_Given request_
Copy out the rows below, beginning at the line that contains "Each instance receives one keypoint. Mark the red football" and continuing through the last row, with both ends included and each line unchanged.
------------------------------------------------------------
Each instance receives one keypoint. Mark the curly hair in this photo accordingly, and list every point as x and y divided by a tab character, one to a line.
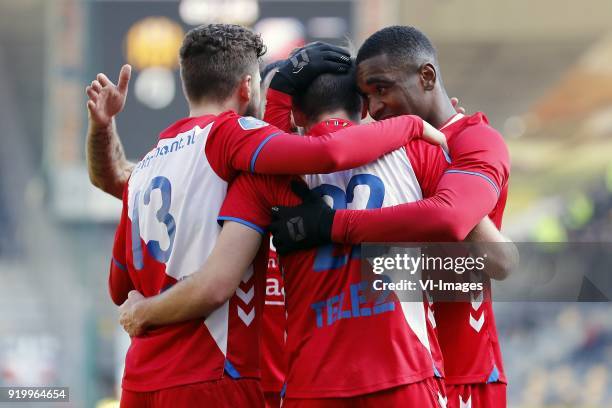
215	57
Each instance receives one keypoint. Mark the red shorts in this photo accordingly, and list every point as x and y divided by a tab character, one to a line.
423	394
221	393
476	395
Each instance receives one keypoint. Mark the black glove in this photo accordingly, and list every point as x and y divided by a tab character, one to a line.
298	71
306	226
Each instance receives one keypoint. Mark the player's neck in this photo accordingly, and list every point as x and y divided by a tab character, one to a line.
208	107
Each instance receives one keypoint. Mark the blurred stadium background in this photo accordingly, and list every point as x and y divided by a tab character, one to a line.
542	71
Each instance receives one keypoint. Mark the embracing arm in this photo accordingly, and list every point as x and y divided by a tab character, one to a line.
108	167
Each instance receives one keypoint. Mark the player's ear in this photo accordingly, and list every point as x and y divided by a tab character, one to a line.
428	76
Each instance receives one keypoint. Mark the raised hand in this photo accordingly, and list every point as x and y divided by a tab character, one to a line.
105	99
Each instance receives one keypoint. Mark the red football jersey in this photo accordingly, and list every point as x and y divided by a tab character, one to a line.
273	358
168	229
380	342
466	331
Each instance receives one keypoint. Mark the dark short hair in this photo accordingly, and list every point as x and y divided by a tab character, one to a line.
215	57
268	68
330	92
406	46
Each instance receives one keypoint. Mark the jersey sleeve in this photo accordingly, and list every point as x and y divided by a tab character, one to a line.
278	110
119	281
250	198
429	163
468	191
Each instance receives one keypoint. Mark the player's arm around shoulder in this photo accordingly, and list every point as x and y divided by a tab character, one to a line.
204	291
------------------------------------------------------------
_Task result_
Each instance receives one keypoint. Mark the red football jersey in this photo accordingly, and list every point as x and y divided by a tab character, one to a line.
273	358
168	229
380	342
466	331
Each instance receives one keypoint. Mark the dark short hair in this photo accordingly, and list every point as x and y divided by a tab character, one to a line.
215	57
268	68
330	92
406	46
Each instance receives one keypoint. Mark the jersey sleeve in this photo accordingly, and list every point as x and y divided by a tab character, one to a line.
278	110
119	281
250	198
429	163
468	191
Each instance receives one keypoint. Mark the player's arm around shoulder in this photo accordingly, and list every point as x and y divided by a tab character, one to a line.
204	291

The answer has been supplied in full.